* _Task brief_: Would you repeat the whole listing exactly, pictures excluded?

__________________________________________________

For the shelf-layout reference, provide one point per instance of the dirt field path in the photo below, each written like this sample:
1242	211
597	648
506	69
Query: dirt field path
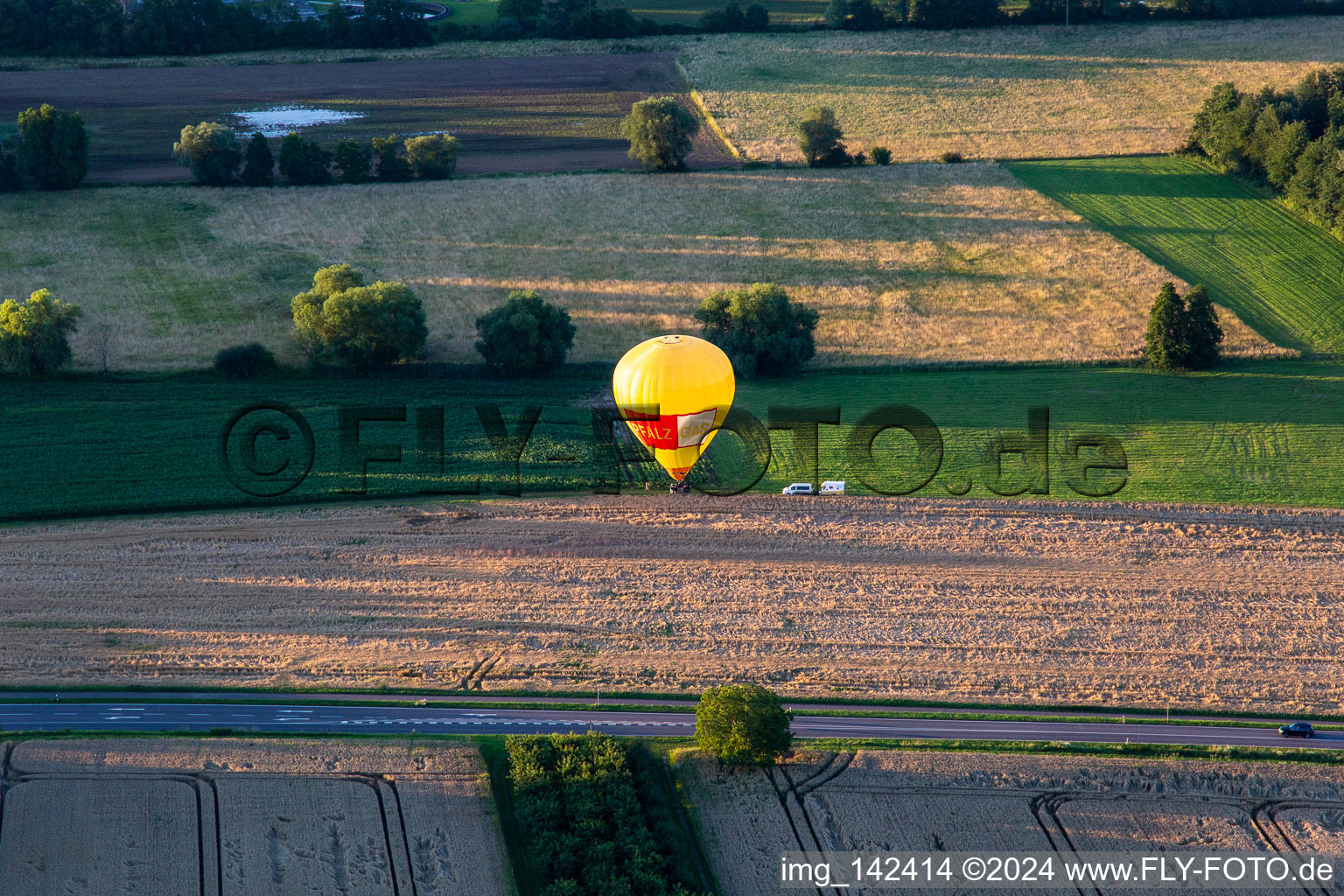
1116	604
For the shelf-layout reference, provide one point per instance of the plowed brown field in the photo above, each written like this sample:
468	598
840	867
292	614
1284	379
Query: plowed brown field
1156	605
907	801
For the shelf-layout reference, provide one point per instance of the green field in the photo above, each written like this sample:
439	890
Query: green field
1269	433
1278	273
998	93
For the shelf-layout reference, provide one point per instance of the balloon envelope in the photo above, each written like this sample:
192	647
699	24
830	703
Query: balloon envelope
674	393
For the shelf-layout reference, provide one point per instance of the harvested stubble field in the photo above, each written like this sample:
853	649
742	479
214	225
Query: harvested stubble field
526	115
909	801
226	817
999	93
1031	602
1280	273
918	263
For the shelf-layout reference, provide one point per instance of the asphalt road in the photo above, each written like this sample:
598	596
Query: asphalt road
336	719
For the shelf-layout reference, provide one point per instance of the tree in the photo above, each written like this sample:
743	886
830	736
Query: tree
356	324
304	161
1164	340
1203	335
727	19
431	156
245	361
391	165
10	178
340	32
820	138
260	170
353	161
742	724
760	329
35	335
210	150
52	147
660	132
1283	153
524	336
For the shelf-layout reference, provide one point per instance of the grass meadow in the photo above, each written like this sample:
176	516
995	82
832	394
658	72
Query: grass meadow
907	263
1280	273
999	93
1253	433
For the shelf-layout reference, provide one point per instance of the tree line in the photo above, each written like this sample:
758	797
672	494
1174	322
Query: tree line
185	27
213	155
188	27
1289	140
340	320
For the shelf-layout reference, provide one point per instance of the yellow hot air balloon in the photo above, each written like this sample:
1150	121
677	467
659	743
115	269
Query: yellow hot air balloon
674	393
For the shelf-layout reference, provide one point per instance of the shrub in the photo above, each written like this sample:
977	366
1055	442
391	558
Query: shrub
35	335
431	156
1181	332
391	167
760	329
593	823
52	147
524	335
361	326
304	161
245	361
261	165
727	19
953	14
820	138
742	725
210	150
353	161
660	132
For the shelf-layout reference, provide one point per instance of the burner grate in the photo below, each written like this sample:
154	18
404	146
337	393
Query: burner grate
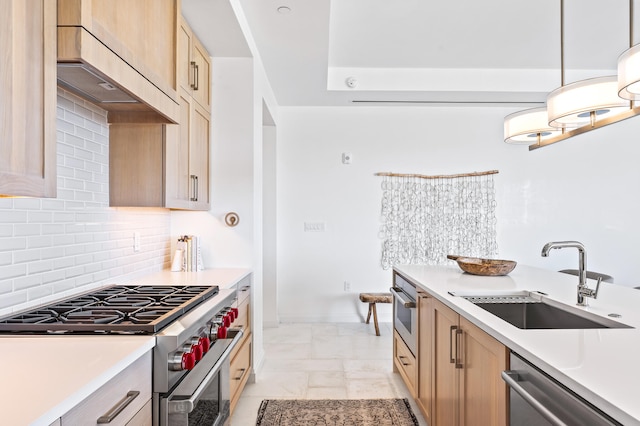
118	309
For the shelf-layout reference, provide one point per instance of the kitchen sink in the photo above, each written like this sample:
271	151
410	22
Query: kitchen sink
532	310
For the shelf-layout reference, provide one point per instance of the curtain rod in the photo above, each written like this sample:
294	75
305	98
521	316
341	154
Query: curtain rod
489	172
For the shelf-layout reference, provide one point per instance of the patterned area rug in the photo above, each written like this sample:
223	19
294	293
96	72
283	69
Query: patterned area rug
336	412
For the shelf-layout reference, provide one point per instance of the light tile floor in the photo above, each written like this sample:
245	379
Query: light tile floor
324	361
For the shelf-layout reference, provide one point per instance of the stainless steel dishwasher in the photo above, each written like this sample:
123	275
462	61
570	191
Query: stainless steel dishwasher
536	400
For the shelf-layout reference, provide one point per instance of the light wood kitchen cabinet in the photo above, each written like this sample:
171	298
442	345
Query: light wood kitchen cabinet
124	400
404	362
28	98
129	44
194	66
466	365
241	359
424	396
161	165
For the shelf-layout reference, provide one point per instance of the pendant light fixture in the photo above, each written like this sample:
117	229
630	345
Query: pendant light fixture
528	127
531	126
583	102
629	66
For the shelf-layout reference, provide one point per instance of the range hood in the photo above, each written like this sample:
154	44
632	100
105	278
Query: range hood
95	72
90	84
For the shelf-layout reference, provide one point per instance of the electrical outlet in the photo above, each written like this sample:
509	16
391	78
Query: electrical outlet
314	227
136	241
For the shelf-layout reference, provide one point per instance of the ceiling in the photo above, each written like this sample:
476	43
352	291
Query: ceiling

__________________________________________________

* _Finished exercise_:
For the shelf-layout reference, provide one point per instance of the dirt field path in the photo below, each written like this sample:
1242	211
597	648
506	69
Query: dirt field path
1116	604
For the shelf-layout reference, provide one point per instance of the plowed brown field in the photo above, each written like this sample:
468	598
840	867
292	614
1284	379
Query: plowed brown field
1156	605
907	801
For the shelf-layout reference, provide one point per instance of the green field in the photo above, each written like this sample:
439	890
Query: green field
1269	433
1278	273
998	93
For the shelf-layout reference, provide one point per instance of the balloon envelope in the photo above, each written like this sample:
192	647
699	24
830	703
Query: balloon envelope
674	393
For the shelf-layout reference, provide one point per instance of the harvested stubble field in the photo above, each written like this sample:
853	649
742	479
214	225
Query: harvested stubble field
526	115
909	801
226	817
999	93
1031	602
1280	273
918	263
For the shelf-layout reference, provide one point per instance of the asphalt road in the photo above, each written like this sample:
598	596
Query: asphalt road
336	719
For the shelf-layout reference, provide one point per instance of the tree in the photo above, each written like this sample:
743	886
830	736
Query: tree
356	324
304	161
1164	340
1203	335
727	19
431	156
245	361
391	165
10	178
340	32
820	138
260	170
353	161
742	724
760	329
35	335
210	150
52	147
660	132
1283	153
524	336
For the shelf-layout reference, provide one point per instance of the grass meadow in the photo above, each written like this sample:
176	516
995	82
832	394
658	72
Query: grass meadow
907	263
1280	273
999	93
1253	433
For the shelf-layout reference, provide one point per instance of the tree line in the photo above, each written like this sample:
758	797
672	494
1174	322
Query: tree line
185	27
213	155
188	27
1289	140
340	320
For the shelf-layout reference, provide one point per instance of the yellow hot air balloon in the photo above, each written like this sample:
1150	121
677	467
659	743
115	269
Query: yellow hot air balloon
674	393
For the shelf-layout reference, provide one point per instance of the shrub in the photo above, each written like this sample:
977	366
1055	442
391	558
Query: shrub
35	335
431	156
1181	332
391	167
760	329
593	823
52	147
524	335
361	326
304	161
245	361
261	165
727	19
953	14
820	138
742	725
210	150
353	161
660	132
For the shelf-layout reference, provide one point per instance of the burner grate in the photo below, each written like this sample:
154	18
404	146
337	393
Query: burner grate
118	309
For the shelf-layout reference, provide one point per instance of the kitchen sink in the photo above, each written like this sample:
271	151
410	22
Query: kitchen sink
532	310
For the shelf-layout reference, provide one point per instance of the curtain rod in the photo above, each written like this sample:
294	75
305	98
521	316
341	154
Query: curtain rod
489	172
For the shelf-layout reference, provide one point per instance of the patterned area rug in the photo above, each written like this sample:
223	19
294	293
96	72
283	69
Query: patterned area rug
336	412
For the shelf-layout reference, provide one point per instance of the light tile floor in the photo above, each written like this sample:
245	379
Query: light tile floor
324	361
For the shelf-layout reference, provide one point per instance of the stainless steel dishwasher in the photo above, each written like this sample:
123	275
462	61
570	191
Query: stainless steel dishwasher
536	400
For the shelf-layout reference, provide one point per instance of the light wood kitchen cabinet in the photo above, each written like this sample:
171	298
442	345
Query: light wood kitchen cabinet
124	400
404	362
28	98
129	44
194	66
466	365
241	359
424	396
161	165
For the shelf-layout reference, provide one point per instance of the pendant light fixture in the photo above, each written like this sample:
117	229
630	345
Query: pendant light fixture
528	127
531	126
583	102
629	66
For the shelf-layout reference, provide one point per instance of the range hood in the photo above, each written like this sample:
154	44
632	100
105	278
Query: range hood
95	72
90	84
For the shelf-layout reference, provide one point per instance of the electrical outlet in the photo above, each written like this sample:
509	16
391	78
Query: electrical outlet
314	227
136	241
For the shelf-layout reference, provide one point per instance of the ceiling in the photo above, each written like this sample:
476	43
352	291
Query: ceiling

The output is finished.